§ **Wat te maken**
Kopieer alsjeblieft de volledige tekst over het denken in traagheid hieronder, letterlijk en zonder iets weg te laten.

=== Gekozen tekst ===

Chris van der Heijden
Het lijkt paradoxaal maar de eeuw van de vooruitgang, de onze, is tevens de eeuw van het denken in traagheid. Zagen antropologen uit die vorige eeuw van relatieve vooruitgang alom nog een ontwikkeling van primitief naar beschaafd, onze antropologen spreken van weerbarstigheid van oude structuren en gelijkwaardigheid van de moderne rede aan het wilde denken. Meenden psychologen uit een vorige generatie nog dat het mogelijk was het individu van allerlei zieleleed te bevrijden, de huidige psycholoog erkent dat de boeien bijna niet af te schudden zijn en biedt lezer of patiënt dan ook eerder bewustwording dan bevrijding. Geloofden filosofen van weleer nog dat we van het waarneembare feit via de objectieve theorie naar de eeuwige wet konden opklimmen, nu ziet de denker al achter het woord ‘feit’ de schim opduiken die zijn voorganger voorgoed dacht te kunnen uitbannen, de fictie dus. Dit betekent niet dat het ‘niets is geheel waar en zelfs dat niet’ (om het postmodernistisch credo maar even zo samen te vatten, zonder het ‘misschien’ waarmee Multatuli de uitspraak begint) het pleit gewonnen heeft. Het betekent dat intellectuelen zich deze eeuw van duizelingwekkende - technische - sprongen voorwaarts bewust zijn geworden van de traagheid van verandering op fundamentele gebieden. Bij hen geen negentiende-eeuws vooruitgangsoptimisme, evenmin begin twintigste-eeuws cultuurpessimisme, maar brede rivieren die traag door oneindig laagland gaan - en bijna nergens berg of dal.

=== Gegeven informatie ===

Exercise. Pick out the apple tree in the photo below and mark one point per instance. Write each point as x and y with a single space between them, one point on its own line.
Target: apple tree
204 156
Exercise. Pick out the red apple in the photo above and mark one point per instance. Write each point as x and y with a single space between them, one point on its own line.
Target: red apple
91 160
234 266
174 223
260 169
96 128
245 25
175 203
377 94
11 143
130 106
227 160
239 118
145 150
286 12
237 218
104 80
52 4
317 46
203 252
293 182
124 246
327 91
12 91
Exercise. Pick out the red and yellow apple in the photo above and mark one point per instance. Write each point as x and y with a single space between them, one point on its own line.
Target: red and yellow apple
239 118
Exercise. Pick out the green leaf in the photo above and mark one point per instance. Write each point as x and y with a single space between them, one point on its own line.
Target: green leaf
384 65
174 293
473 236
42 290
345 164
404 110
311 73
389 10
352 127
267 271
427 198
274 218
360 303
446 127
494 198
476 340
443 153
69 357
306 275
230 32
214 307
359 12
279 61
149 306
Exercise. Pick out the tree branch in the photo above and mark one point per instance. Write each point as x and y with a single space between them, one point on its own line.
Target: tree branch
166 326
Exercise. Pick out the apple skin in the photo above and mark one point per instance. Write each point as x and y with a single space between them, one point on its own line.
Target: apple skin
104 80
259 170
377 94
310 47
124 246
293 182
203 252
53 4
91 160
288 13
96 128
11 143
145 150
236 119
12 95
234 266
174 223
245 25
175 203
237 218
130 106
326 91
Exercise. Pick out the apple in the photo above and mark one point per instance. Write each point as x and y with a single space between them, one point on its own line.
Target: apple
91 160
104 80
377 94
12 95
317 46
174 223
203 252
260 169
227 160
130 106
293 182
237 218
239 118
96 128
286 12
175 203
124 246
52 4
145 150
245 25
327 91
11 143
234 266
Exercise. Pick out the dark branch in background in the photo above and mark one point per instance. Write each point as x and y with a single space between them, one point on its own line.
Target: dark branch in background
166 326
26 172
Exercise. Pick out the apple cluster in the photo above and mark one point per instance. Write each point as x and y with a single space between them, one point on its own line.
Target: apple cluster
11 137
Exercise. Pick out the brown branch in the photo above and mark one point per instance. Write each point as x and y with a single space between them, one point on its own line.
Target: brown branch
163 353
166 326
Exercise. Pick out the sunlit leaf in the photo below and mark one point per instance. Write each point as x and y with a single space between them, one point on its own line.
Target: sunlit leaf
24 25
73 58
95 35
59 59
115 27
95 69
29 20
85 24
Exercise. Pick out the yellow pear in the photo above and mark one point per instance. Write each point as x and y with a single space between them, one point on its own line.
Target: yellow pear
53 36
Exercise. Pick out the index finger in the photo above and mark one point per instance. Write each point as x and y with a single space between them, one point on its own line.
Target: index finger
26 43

===

§ **Uitgewerkte opdracht**
Chris van der Heijden
Het lijkt paradoxaal maar de eeuw van de vooruitgang, de onze, is tevens de eeuw van het denken in traagheid. Zagen antropologen uit die vorige eeuw van relatieve vooruitgang alom nog een ontwikkeling van primitief naar beschaafd, onze antropologen spreken van weerbarstigheid van oude structuren en gelijkwaardigheid van de moderne rede aan het wilde denken. Meenden psychologen uit een vorige generatie nog dat het mogelijk was het individu van allerlei zieleleed te bevrijden, de huidige psycholoog erkent dat de boeien bijna niet af te schudden zijn en biedt lezer of patiënt dan ook eerder bewustwording dan bevrijding. Geloofden filosofen van weleer nog dat we van het waarneembare feit via de objectieve theorie naar de eeuwige wet konden opklimmen, nu ziet de denker al achter het woord ‘feit’ de schim opduiken die zijn voorganger voorgoed dacht te kunnen uitbannen, de fictie dus. Dit betekent niet dat het ‘niets is geheel waar en zelfs dat niet’ (om het postmodernistisch credo maar even zo samen te vatten, zonder het ‘misschien’ waarmee Multatuli de uitspraak begint) het pleit gewonnen heeft. Het betekent dat intellectuelen zich deze eeuw van duizelingwekkende - technische - sprongen voorwaarts bewust zijn geworden van de traagheid van verandering op fundamentele gebieden. Bij hen geen negentiende-eeuws vooruitgangsoptimisme, evenmin begin twintigste-eeuws cultuurpessimisme, maar brede rivieren die traag door oneindig laagland gaan - en bijna nergens berg of dal.